*** Opening of Dataset ***

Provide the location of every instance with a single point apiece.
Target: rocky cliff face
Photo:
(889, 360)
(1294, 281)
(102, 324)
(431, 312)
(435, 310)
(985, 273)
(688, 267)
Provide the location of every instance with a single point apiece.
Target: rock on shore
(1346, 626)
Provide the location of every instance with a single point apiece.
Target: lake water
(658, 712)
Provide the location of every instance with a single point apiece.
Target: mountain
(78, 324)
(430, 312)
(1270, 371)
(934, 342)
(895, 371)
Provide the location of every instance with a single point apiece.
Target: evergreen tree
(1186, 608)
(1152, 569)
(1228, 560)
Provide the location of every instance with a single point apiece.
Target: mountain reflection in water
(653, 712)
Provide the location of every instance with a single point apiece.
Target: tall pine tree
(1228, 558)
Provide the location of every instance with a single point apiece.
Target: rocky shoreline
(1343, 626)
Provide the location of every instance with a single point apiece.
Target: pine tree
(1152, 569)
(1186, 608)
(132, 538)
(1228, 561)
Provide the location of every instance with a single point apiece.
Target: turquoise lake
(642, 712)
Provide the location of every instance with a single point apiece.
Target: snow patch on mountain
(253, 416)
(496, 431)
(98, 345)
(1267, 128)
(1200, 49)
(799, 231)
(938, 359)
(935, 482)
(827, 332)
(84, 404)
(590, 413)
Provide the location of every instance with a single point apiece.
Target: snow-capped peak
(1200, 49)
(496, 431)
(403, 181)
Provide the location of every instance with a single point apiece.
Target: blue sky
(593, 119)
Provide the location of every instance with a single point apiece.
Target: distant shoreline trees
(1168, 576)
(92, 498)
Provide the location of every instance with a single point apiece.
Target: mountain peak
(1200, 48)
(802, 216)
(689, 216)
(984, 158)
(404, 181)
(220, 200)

*** Close of Dataset ***

Set down the records above once more, exactly as given.

# Answer to this task:
Provide the location of every instance with a single point apiece.
Target: rocky cliff face
Photo:
(889, 360)
(1294, 281)
(102, 324)
(431, 312)
(435, 310)
(985, 273)
(688, 267)
Provide the location of every instance with a single point apiece.
Target: rock on shore
(1346, 626)
Provide the location of every instance with a single point apiece.
Target: lake water
(658, 712)
Provide the location of every instance with a single point apiece.
Target: mountain
(78, 324)
(430, 312)
(1270, 371)
(934, 342)
(895, 371)
Provide the location of every instance with a single point apiece.
Target: evergreen tree
(1186, 608)
(1152, 569)
(1228, 560)
Provide the location of every instance with a single point apiece.
Target: mountain reflection in water
(653, 712)
Provide the location of every instance with a single point apiece.
Target: tall pine tree
(1228, 558)
Provide the location of every instance with a single point apiece.
Target: rocky shoreline
(1343, 626)
Provide the location of every instance with a single point apiece.
Target: pine tree
(1152, 569)
(1186, 608)
(132, 538)
(1228, 561)
Provide the location of every instance with a single point apiece.
Target: turquoise lake
(642, 712)
Provide the location of every instance with a single point apiece.
Target: snow patch on mountain
(253, 416)
(496, 431)
(98, 345)
(1267, 128)
(1200, 49)
(799, 231)
(938, 359)
(935, 482)
(827, 332)
(84, 404)
(590, 413)
Provide the location of every instance with a single point apiece.
Target: snow-capped peak
(1200, 49)
(496, 431)
(403, 181)
Provide the location of every instance with a single point apiece.
Target: blue sky
(593, 119)
Provide the location of every instance with a single point apiece.
Target: distant shoreline trees
(1168, 576)
(92, 498)
Provide the location of every instance with a single point apiece.
Target: mountain peak
(1200, 48)
(802, 216)
(689, 216)
(984, 158)
(404, 181)
(220, 200)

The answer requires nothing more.